(Stored items)
***

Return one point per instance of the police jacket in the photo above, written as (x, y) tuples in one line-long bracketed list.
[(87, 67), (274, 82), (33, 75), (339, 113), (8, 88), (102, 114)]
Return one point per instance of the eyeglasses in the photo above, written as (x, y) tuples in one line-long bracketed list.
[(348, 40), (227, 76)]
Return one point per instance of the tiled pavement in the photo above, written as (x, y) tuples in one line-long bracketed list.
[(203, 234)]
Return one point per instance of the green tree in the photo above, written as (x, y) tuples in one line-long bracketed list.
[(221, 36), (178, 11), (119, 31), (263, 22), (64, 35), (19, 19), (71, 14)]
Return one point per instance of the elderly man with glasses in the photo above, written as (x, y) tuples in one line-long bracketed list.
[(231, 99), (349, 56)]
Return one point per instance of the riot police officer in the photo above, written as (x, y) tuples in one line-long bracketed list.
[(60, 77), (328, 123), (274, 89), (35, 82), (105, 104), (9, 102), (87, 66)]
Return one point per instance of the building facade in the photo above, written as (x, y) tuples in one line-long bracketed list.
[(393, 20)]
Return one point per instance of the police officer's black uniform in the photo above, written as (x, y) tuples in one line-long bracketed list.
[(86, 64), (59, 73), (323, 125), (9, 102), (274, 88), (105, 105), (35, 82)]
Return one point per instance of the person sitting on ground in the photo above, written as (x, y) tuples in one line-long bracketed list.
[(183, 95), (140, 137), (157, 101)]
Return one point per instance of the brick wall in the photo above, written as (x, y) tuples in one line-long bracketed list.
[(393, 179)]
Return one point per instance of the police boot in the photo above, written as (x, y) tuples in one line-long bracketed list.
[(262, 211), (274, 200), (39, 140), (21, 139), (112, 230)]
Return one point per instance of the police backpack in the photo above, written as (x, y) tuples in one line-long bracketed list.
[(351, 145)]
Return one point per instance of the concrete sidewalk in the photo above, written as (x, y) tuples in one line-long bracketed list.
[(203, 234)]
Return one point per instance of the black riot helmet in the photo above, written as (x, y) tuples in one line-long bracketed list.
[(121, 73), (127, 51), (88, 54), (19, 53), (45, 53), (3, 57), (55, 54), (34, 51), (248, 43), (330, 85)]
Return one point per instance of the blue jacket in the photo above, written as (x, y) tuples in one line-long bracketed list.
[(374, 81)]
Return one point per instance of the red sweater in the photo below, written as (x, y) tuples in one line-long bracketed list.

***

**About this exercise**
Reproduce the data exactly, omitting nothing.

**Written response**
Return one point per instance of the police jacket in the photo above, written as (x, y) tuples in one line-long bracketed list.
[(87, 67), (274, 82), (33, 75), (339, 113), (8, 88), (102, 114)]
Return one point per instance of the eyeglasses in the photo above, written as (x, y) tuples in one line-long bracketed list.
[(348, 40), (227, 76)]
Return one point per instance of the tiled pavement in the photo above, written as (x, y) tuples in one line-long bracketed list.
[(203, 234)]
Return one point per instance of the green tree in the photo above, written as (x, y) tuples in one line-long bracketed list.
[(221, 36), (178, 11), (119, 31), (263, 22), (64, 35), (19, 19), (71, 14)]
Return one point per instance of the elderly man with glasses in the photo above, written as (x, y) tuples in one line-long bracketed list.
[(231, 99), (349, 56)]
Return one point per instance of the riot police officer in the photo above, written as (x, y) tuples in one line-long bracketed list.
[(60, 77), (328, 123), (274, 89), (35, 82), (105, 104), (9, 102), (87, 66)]
Return one point per instance of the building facade in the photo above, written as (x, y) tuples in one line-long bracketed list.
[(393, 20)]
Return one point per instance of the police officer's black uniform in the photo above, written as (x, y) tuples in one line-long bracketed list.
[(86, 64), (59, 73), (323, 125), (9, 102), (274, 88), (105, 105), (35, 82)]
Return one point per instance of the person sitting on ground in the photo above, written as (x, y) tuples in one line-long bracketed list.
[(183, 95), (140, 137), (157, 101)]
Return one point per instance of the brick wall in the photo above, written as (x, y) tuples in one line-long bracketed list.
[(393, 179)]
Return one point per instance of the police boot in the photo above, written as (x, y) tuples in one line-long bracketed list.
[(262, 211), (274, 200), (39, 140), (21, 139), (112, 230)]
Return one point per instance of the police backpack in the photo above, written as (x, y) tuples in one line-long bracketed list.
[(351, 145)]
Return one point per instance of the concrete sidewalk in the photo above, written as (x, y) tuples in one line-long bracketed list.
[(203, 234)]
Return one point per instance of the black riot helmet in the photo above, written as (x, y) tuples in one line-long bracketed list.
[(121, 73), (127, 51), (88, 54), (19, 53), (45, 53), (3, 57), (55, 54), (34, 51), (248, 43), (330, 85)]
Return one point per instance of the blue jacket in the photo above, written as (x, y) tuples in one line-long bracketed list.
[(374, 81)]
Return one point per instance of the red sweater in the photo below, written as (x, y) tuples in one line-long bracketed list.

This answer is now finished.